TEXT PROVIDED: Begin

DEFINITION #1 (edited for easier understanding)

Psychomotor learning is development of organized patterns of muscular activities guided by signals from the environment. Behavioral examples include driving a car and eye-hand coordination tasks such as sewing, throwing a ball, typing, operating a tool, and playing a musical instrument.

DEFINITION #2 (edited for easier understanding)

By Watson: Psychomotor skills are acquired through a three stage process: (1) early cognitive – usually of short duration and includes attention, observation, and thought about how and why the skill is performed, (2) lengthy practice or fixation – includes practice sessions aimed at shaping correct performance, and (3) final autonomous stage – correct performance becomes automatic, with increases in speed, accuracy, dexterity, timing, and greater understanding of application settings.

If you take the two definitions of psychomotor skills you get the basic idea that:

… by attention, observation, and placing value on the how and why the skill is performed, and then with repetition (practice) the skill finally reaches a point where it is performed automatically.

The medical world tells us, even with loss of memory, most people do not lose their psychomotor skills. In other words, skills learned with repetition until they are automatic are not easily forgotten. Unlike those in the conscious mind, these ones go into long term-memory, that is the subconscious mind.

Here’s what you need to remember about the “skills you don’t forget” – you taught them to yourself by REPETITION until the skill reached automaticity. Until it became natural to you. That is the power of repetition.

ACTION

Look at your list of things you say to yourself. Is that the brain programming you would want to learn until it becomes automatic for you to BE that individual or would you want to improve it?

Pillar #9 – Self-Talk Repeated in the Subconscious Mind Becomes Your Paradigm

A paradigm is a controlling brain file. It dictates how you see the world. It controls your actions, your expectation, and subsequent results.

You build your life paradigms through your repeated self-talk. If your daily self-talk is negative, you are programming yourself for a life with deeply negative results.

ACTION

Start building a new list of positive paradigms you would want to make your own. Remember: if you want to change results, you MUST change the paradigm.”

Do you want to keep programming yourself for a life you do not want?

Think deeply about that.

Pillar #10 – Repetition, Emotion, and Brain State Make Learning Deeper and More Likely to Control You

In learning three factors together affect how deeply the new information is received in the control mind (the subconscious mind) and how thoroughly the mind attains automaticity:

1. Repetition

Remember we said to learn language we learned through songs, nursery rhymes and practice. Also remember for psychomotor skills such as driving, riding a bicycle, playing a musical instrument, you learned by repetition.

TEXT PROVIDED: End
MATERIAL SUPPLIED: Begin

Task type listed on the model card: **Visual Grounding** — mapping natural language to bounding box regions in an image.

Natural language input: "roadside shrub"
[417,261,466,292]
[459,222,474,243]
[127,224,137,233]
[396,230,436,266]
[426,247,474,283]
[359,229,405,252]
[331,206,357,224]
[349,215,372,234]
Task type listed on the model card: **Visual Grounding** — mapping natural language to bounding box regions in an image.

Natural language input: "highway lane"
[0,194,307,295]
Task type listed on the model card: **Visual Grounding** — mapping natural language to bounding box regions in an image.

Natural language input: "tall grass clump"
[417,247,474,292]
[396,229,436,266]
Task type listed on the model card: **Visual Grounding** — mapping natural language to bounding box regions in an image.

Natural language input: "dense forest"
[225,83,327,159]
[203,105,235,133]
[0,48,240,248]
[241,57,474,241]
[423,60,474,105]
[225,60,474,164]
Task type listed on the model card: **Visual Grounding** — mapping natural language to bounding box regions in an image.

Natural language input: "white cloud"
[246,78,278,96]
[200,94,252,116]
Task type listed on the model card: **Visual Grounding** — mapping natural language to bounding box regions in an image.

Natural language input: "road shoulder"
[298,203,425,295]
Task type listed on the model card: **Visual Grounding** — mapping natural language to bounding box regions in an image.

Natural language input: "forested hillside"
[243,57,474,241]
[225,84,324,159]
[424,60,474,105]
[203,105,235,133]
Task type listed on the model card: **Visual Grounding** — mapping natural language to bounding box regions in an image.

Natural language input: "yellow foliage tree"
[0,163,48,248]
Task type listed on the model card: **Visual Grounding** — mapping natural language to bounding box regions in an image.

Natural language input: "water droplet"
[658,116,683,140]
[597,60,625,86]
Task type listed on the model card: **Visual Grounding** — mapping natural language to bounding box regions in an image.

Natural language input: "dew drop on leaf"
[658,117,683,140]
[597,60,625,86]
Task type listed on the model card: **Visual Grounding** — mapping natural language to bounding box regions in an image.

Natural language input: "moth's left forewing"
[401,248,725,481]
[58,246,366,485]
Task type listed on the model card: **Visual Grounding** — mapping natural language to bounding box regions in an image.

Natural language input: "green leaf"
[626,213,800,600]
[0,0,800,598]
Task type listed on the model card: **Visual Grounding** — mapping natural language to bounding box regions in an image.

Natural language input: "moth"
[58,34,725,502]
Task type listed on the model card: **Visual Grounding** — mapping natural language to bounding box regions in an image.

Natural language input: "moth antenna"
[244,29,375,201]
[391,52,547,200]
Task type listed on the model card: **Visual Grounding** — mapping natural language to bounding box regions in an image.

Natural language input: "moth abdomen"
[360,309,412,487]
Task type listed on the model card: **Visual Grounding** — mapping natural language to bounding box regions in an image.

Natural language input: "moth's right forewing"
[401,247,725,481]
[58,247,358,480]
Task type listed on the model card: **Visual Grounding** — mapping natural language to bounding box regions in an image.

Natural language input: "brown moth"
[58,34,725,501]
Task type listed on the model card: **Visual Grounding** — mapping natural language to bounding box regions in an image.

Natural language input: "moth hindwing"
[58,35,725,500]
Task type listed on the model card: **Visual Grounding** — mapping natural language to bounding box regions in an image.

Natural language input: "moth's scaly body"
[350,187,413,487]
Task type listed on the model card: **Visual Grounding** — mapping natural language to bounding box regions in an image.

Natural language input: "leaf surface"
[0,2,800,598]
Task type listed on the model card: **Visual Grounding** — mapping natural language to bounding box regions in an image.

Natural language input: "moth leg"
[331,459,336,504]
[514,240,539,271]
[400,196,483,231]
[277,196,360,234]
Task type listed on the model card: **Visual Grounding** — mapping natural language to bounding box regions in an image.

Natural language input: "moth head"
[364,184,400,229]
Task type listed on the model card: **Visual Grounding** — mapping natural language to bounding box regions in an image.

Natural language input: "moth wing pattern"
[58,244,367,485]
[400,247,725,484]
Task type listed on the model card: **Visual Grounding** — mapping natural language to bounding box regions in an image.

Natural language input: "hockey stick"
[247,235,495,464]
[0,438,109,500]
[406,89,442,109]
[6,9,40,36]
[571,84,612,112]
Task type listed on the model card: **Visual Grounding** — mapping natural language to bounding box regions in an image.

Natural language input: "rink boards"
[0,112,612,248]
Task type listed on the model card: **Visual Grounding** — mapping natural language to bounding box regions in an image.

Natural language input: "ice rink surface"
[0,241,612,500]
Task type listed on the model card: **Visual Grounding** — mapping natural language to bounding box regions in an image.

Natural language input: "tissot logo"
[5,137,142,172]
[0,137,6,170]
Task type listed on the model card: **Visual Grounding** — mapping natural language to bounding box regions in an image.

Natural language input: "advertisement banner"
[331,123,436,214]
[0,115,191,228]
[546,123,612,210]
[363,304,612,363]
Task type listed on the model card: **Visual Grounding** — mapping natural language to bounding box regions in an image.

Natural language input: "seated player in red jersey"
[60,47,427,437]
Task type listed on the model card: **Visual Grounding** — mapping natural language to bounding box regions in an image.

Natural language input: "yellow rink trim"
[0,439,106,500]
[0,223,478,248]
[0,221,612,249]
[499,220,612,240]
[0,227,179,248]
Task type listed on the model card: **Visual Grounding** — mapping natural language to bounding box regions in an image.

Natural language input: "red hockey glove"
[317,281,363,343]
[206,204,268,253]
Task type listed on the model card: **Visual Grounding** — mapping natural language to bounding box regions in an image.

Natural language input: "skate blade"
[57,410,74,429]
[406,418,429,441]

MATERIAL SUPPLIED: End

◆ WHAT TO WORK ON
1. Answer these questions using the text on psychomotor skills and self-talk:
(a) According to Watson, how many stages does the acquisition of psychomotor skills involve?
(b) What does the medical world say most people do not lose, even with loss of memory?
(c) What term does the text define as a controlling brain file?
2. Write out the passage of the text on psychomotor skills and self-talk starting at "In learning three" and ending at "learned by repetition.".
These entries are separate material and have no connection to the text on psychomotor skills and self-talk.

◆ EXERCISE RESULTS
1.
(a) Three stages.
(b) Their psychomotor skills.
(c) A paradigm.

2.
In learning three factors together affect how deeply the new information is received in the control mind (the subconscious mind) and how thoroughly the mind attains automaticity:

1. Repetition

Remember we said to learn language we learned through songs, nursery rhymes and practice. Also remember for psychomotor skills such as driving, riding a bicycle, playing a musical instrument, you learned by repetition.